Of all the lines in these entries, count those that contain "Target" and give only the total.
[Opening Provided material section]
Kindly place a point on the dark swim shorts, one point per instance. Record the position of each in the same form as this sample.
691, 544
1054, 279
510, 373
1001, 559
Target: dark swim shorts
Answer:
[Closing Provided material section]
[Opening Provided material section]
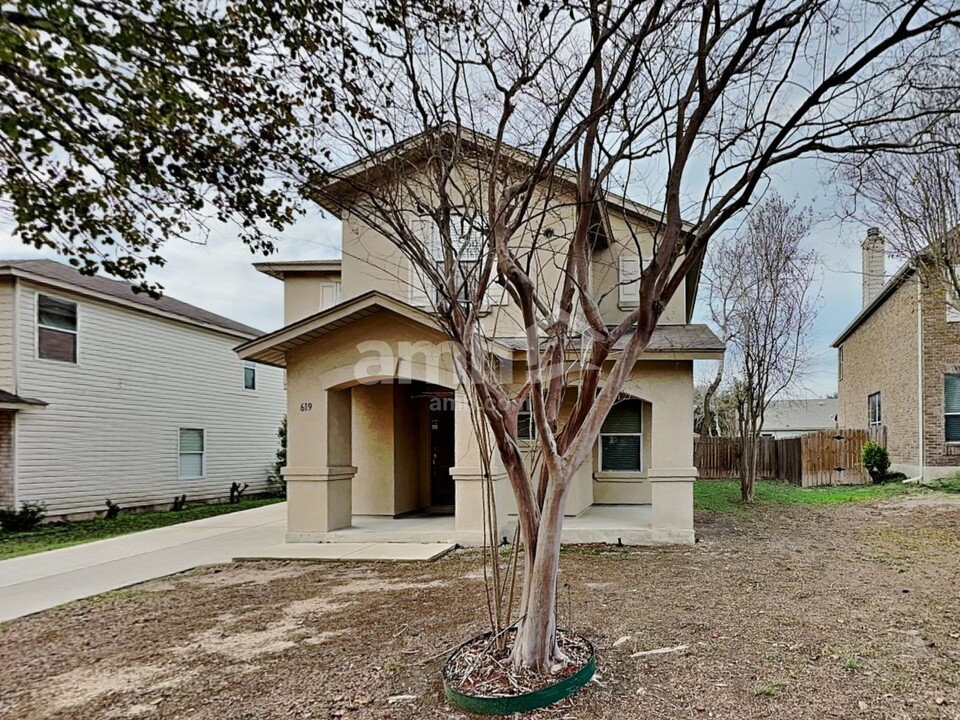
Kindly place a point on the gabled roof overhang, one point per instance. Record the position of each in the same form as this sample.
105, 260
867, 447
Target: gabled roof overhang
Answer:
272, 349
[Closing Provided material section]
[Opening Provided material section]
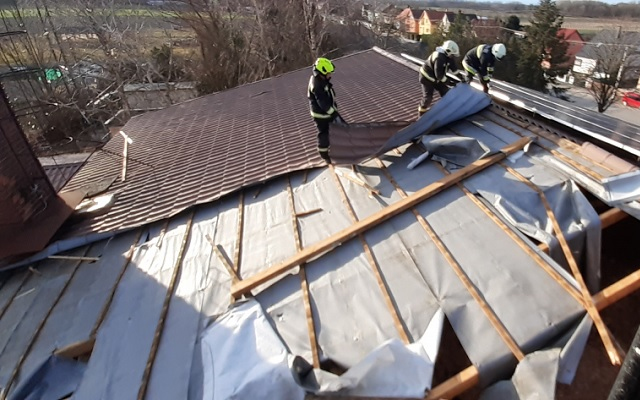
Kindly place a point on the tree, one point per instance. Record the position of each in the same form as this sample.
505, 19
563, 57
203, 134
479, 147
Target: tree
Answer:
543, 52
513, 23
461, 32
[Closing Provided material section]
* _Reply to the task_
3